Task brief. Reproduce every one of the records below word for word, leaving the pictures out of your answer.
>>>
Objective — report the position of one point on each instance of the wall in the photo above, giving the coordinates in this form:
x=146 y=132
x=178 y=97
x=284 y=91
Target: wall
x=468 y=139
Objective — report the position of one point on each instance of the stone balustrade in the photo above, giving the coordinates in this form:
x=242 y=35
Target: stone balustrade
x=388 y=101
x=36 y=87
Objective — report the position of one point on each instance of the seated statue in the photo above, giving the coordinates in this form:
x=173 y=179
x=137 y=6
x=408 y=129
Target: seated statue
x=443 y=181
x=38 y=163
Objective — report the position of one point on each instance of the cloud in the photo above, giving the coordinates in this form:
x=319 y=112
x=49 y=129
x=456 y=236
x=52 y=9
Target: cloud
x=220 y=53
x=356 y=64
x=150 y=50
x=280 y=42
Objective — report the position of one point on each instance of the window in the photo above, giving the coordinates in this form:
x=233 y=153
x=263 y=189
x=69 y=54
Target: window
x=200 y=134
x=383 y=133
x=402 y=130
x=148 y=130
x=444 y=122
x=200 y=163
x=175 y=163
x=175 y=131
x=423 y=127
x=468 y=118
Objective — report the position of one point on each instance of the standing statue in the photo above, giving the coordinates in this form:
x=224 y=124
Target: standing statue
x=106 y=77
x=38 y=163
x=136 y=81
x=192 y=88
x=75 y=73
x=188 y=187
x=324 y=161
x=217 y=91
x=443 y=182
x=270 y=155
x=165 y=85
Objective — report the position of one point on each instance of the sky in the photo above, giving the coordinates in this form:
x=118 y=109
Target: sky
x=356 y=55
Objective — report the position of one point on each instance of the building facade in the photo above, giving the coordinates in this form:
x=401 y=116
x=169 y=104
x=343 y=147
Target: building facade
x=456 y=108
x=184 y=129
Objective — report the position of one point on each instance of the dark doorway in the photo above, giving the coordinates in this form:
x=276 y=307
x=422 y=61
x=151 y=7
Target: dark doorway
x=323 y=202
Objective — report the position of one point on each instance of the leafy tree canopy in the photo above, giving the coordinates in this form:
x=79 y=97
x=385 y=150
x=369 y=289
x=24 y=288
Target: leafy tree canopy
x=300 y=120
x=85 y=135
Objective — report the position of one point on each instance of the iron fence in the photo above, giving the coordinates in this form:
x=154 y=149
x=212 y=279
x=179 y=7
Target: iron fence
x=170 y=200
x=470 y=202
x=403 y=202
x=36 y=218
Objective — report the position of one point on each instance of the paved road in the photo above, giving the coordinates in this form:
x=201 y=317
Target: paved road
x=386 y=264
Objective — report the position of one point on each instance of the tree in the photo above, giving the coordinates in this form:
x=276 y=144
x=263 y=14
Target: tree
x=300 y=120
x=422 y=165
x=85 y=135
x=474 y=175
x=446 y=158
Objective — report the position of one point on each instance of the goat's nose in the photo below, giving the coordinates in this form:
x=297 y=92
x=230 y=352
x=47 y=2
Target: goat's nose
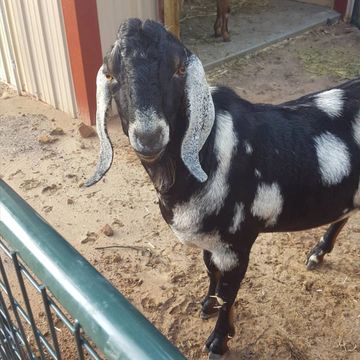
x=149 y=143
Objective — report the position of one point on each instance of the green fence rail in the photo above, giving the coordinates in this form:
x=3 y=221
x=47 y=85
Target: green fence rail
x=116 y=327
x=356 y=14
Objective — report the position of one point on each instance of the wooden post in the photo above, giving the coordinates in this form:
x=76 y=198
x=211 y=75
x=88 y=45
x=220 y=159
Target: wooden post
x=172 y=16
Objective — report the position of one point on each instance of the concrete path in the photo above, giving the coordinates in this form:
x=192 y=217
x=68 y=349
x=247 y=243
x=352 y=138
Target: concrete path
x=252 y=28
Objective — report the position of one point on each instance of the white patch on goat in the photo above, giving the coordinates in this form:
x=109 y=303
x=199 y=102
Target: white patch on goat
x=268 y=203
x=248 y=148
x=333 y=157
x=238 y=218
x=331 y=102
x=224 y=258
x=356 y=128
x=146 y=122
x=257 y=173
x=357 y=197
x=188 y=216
<<<
Correct output.
Objective — report the position of one point on each instance of the wall in the photo above, giving the coordinates in this form:
x=146 y=132
x=178 y=97
x=284 y=91
Target: wall
x=468 y=139
Objective — report the position of one point on each instance of the stone balustrade in the photo above, giving the coordinates in this form:
x=242 y=35
Target: stone balustrade
x=388 y=101
x=36 y=87
Objective — report the position of one point on each instance of the seated statue in the photo above, giving the coordinates in this form:
x=173 y=179
x=137 y=6
x=408 y=129
Target: seated statue
x=443 y=181
x=38 y=163
Objective — report the position of one point on each instance of the cloud in the photo above, giving the coordinates in this form:
x=319 y=112
x=49 y=129
x=456 y=236
x=52 y=9
Target: cloud
x=220 y=53
x=356 y=64
x=150 y=50
x=280 y=42
Objective — report the position of one point on each instance of the window in the photo above, giving the coordinates in this form:
x=233 y=153
x=263 y=189
x=69 y=54
Target: window
x=200 y=134
x=383 y=133
x=402 y=130
x=148 y=130
x=444 y=122
x=200 y=163
x=175 y=163
x=175 y=131
x=423 y=127
x=468 y=118
Objective — report the position of one point on each instance of the standing statue in the photo above, giving the coordinates in this form:
x=224 y=124
Target: standing statue
x=106 y=77
x=38 y=163
x=136 y=81
x=192 y=88
x=75 y=73
x=188 y=187
x=324 y=161
x=217 y=91
x=443 y=182
x=270 y=155
x=165 y=85
Objective — report the position of one point on each instance of the sky in the photo above, giving the coordinates in this form:
x=118 y=109
Target: sky
x=356 y=55
Objective — report the position of one point on each instance of the building facade in the photo above, giving the coordinates in this form:
x=401 y=116
x=169 y=104
x=343 y=147
Target: building facade
x=456 y=108
x=184 y=129
Objective — report the position of one point on each instance of the dark doorway in the photo above, giving the coordinates in this form:
x=276 y=307
x=422 y=61
x=151 y=7
Target: dark doorway
x=323 y=202
Objective — report the position of one point on each instance of the leafy tree canopy in the photo above, giving the coordinates in this form:
x=79 y=97
x=385 y=150
x=369 y=289
x=24 y=288
Target: leafy tree canopy
x=300 y=120
x=85 y=135
Objective — report the position of one point on each instance of the iron fence in the photo above, giving the coordinates in this form:
x=154 y=149
x=212 y=279
x=179 y=7
Target: iron fence
x=170 y=200
x=470 y=202
x=403 y=202
x=36 y=218
Objective — report the position of one point on each instance of the paved road in the photo above, giving the coordinates in this form:
x=201 y=317
Target: paved road
x=386 y=264
Objective — report the position of one point on each instance of the tree in the photo above, giving the coordinates in this form:
x=276 y=144
x=263 y=14
Target: tree
x=300 y=120
x=422 y=165
x=85 y=135
x=474 y=175
x=446 y=158
Objective — report the position of one point on each instance of the goat's nose in the photo below, giving the coordinates in this form:
x=297 y=92
x=230 y=352
x=47 y=2
Target: goat's nose
x=149 y=143
Objective — report the position of one point on each instance of the green fence rail in the photo above, giving the coordinates in this form:
x=3 y=221
x=47 y=85
Target: green fence rail
x=116 y=327
x=356 y=14
Objective — report the position of one point on each instance of the wooden post in the photo above, giving the coordinates in this form:
x=76 y=198
x=211 y=75
x=88 y=45
x=220 y=159
Target: wooden post
x=172 y=16
Objective — report the position of one point on each instance of the concrete path in the photo above, giving the coordinates in this form:
x=192 y=217
x=68 y=349
x=247 y=243
x=352 y=138
Target: concrete path
x=252 y=28
Objective — report the position of one point on each instance of the white patch on goat in the photo above, giving the coordinates in this form:
x=109 y=303
x=199 y=102
Target: white patch on goat
x=268 y=203
x=248 y=148
x=333 y=157
x=238 y=218
x=331 y=102
x=224 y=258
x=356 y=128
x=146 y=122
x=257 y=173
x=357 y=197
x=188 y=216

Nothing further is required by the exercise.